* _DATA SECTION_
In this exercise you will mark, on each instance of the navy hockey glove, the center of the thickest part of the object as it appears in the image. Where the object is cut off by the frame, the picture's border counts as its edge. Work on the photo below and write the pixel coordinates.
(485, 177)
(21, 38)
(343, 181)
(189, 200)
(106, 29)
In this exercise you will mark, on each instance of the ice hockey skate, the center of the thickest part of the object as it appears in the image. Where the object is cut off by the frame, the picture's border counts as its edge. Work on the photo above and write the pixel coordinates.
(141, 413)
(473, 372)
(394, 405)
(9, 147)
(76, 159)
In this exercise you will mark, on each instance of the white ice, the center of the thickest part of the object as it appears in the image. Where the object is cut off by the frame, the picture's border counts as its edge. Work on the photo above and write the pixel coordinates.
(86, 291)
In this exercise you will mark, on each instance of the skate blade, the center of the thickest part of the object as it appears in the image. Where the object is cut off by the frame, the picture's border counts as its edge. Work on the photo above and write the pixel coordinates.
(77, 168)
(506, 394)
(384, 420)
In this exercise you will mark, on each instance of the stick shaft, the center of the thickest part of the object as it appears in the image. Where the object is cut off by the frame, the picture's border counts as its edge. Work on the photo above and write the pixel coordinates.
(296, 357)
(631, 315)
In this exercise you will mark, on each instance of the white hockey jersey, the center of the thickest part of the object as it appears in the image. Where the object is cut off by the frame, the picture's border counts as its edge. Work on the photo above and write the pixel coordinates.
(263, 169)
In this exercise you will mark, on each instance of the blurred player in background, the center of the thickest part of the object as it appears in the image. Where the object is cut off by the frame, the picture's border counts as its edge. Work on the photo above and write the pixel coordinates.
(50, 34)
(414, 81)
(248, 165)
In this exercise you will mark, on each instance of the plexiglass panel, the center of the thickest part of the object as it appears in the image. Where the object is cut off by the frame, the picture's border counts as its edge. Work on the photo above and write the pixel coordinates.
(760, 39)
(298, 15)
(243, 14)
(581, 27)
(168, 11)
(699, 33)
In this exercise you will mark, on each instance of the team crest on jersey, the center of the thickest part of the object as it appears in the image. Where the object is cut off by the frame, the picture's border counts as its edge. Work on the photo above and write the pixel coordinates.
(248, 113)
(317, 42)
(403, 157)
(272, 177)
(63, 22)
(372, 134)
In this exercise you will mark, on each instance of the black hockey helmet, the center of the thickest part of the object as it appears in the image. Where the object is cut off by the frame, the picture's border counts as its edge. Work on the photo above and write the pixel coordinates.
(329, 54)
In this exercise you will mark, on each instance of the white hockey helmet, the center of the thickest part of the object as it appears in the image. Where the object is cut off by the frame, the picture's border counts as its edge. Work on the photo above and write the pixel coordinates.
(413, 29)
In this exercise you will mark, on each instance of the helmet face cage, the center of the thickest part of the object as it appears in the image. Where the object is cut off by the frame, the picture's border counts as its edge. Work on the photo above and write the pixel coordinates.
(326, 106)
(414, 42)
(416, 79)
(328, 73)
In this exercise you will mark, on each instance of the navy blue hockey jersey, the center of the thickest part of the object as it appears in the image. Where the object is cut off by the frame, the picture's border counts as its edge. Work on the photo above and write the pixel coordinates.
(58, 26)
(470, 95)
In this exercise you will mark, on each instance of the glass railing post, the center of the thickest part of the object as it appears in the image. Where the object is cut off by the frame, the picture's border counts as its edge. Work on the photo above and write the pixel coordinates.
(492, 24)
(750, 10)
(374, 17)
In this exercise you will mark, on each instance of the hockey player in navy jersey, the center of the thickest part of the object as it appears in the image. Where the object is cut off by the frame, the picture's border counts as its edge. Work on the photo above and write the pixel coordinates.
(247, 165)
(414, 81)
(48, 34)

* _PROBLEM DETAILS_
Reply with the complete records, restated exactly.

* _WRITTEN REPLY_
In this exercise you will mark, on each instance of the navy hockey glove, the center of the thickest part of the object as it appears in the image. Where the object is cut off by the frame, the picture's border counts as its edge. Work on the photo below and write the pixel coordinates.
(485, 177)
(21, 38)
(343, 181)
(189, 200)
(106, 29)
In this exercise you will mark, on each instance of the ice hockey skate, the center of the thickest part of the object as it appears in the image. Where the object is cut off by the frame, the picture's border counts as its edge. Work on the photo above and write the pixel coordinates.
(141, 413)
(473, 372)
(394, 405)
(9, 147)
(76, 159)
In this exercise you will mark, on each instance of the white ice, the center of the thickest part of the object as it appears in the image. Where the object is cut off by the frame, the picture's border counts as its edge. Work on the photo above and write the pixel coordinates.
(86, 291)
In this exercise you will mark, on each instance of the skate blade, the center of the thickest part of the object as it appears in the image. Where the object is cut off by the frame, the picture's border counts as its edge. Work on the photo above and write the pixel coordinates.
(77, 168)
(506, 394)
(384, 420)
In this exercise you will mark, on each instance of the stick shaft, the center of the thickest part of the object as it appears in the image. Where the object is cut off by the frame, the picture's border counts as its edge. Work on the photo above and write the pixel coordinates.
(296, 357)
(631, 315)
In this exercise you will mark, on each instance of the white hockey jersey, the center of the thickest part of the object as it appears in the image. Where the object is cut off by the frame, the picture's border counts as its edge. Work on the photo above and write the pixel coordinates.
(263, 169)
In this exercise you will mark, on each instance of the blurred player in background, the center of the thickest part of the object as it appears in the image. Where the object is cut off by the frame, the picture's border counts as its edge. Work on the photo above and write the pixel coordinates.
(50, 34)
(414, 81)
(248, 165)
In this exercise you will mark, on each instance of the plexiglass panel, the center of the thickest part of the object as it appears in the image. Where the object is cut off by the frame, the picture's border counts as its edge. Work on the photo above and write the pixel coordinates.
(760, 39)
(298, 15)
(243, 14)
(581, 27)
(168, 11)
(699, 33)
In this exercise you will mark, on each instance of the team crest on jersey, the center of the thickest part of the object as it appears in the image. Where the object is cut off by the frame, the picture's border counts as its edge. Work on the photo above and write the pixel coordinates.
(248, 113)
(317, 42)
(403, 157)
(272, 177)
(63, 22)
(372, 134)
In this exercise you will mark, on each instance of the black hockey helmet, the center of the thickest part of the object as it appears in the image. Where the object is cut off by the frame, the picture's border counts as its edge. Work on the photo above and write the pixel coordinates.
(329, 54)
In this exercise you will mark, on each instance of the white hockey helmet, the center of the thickest part of the object as it appears in the image. Where the object is cut off by the frame, the picture's border counts as its edge. Work on the photo above and write the pixel coordinates.
(413, 29)
In this exercise you will mark, on each instance of the helmet face cage, the center of the thickest part of the object as it appears in the image. Where the object is cut off by the frame, the picture's border counts as its edge. Work on the photo above and write the pixel coordinates.
(326, 106)
(414, 42)
(416, 79)
(328, 73)
In this exercise you will mark, on each instance of the navy blue hockey jersey, the center of the thickest part of the object as it appears in the image. Where the object is cut off by the frame, the picture's border counts as its edge. Work on the photo above and write the pixel coordinates.
(58, 26)
(470, 95)
In this exercise you will mark, on each instance of the glass railing post, the center of the thickest part of the object as it appears in the image. Where the object is cut off by the frame, the picture's border counts as its edge. Work on the photo above and write the pixel coordinates.
(492, 24)
(750, 10)
(374, 17)
In this exercise you will mark, on each instance of the hockey player in navy jersey, the center of the thickest part of the object as it appears in the image. Where the object is cut off by the frame, the picture's border counts as its edge. Work on the photo above and write the pixel coordinates.
(247, 165)
(414, 81)
(48, 34)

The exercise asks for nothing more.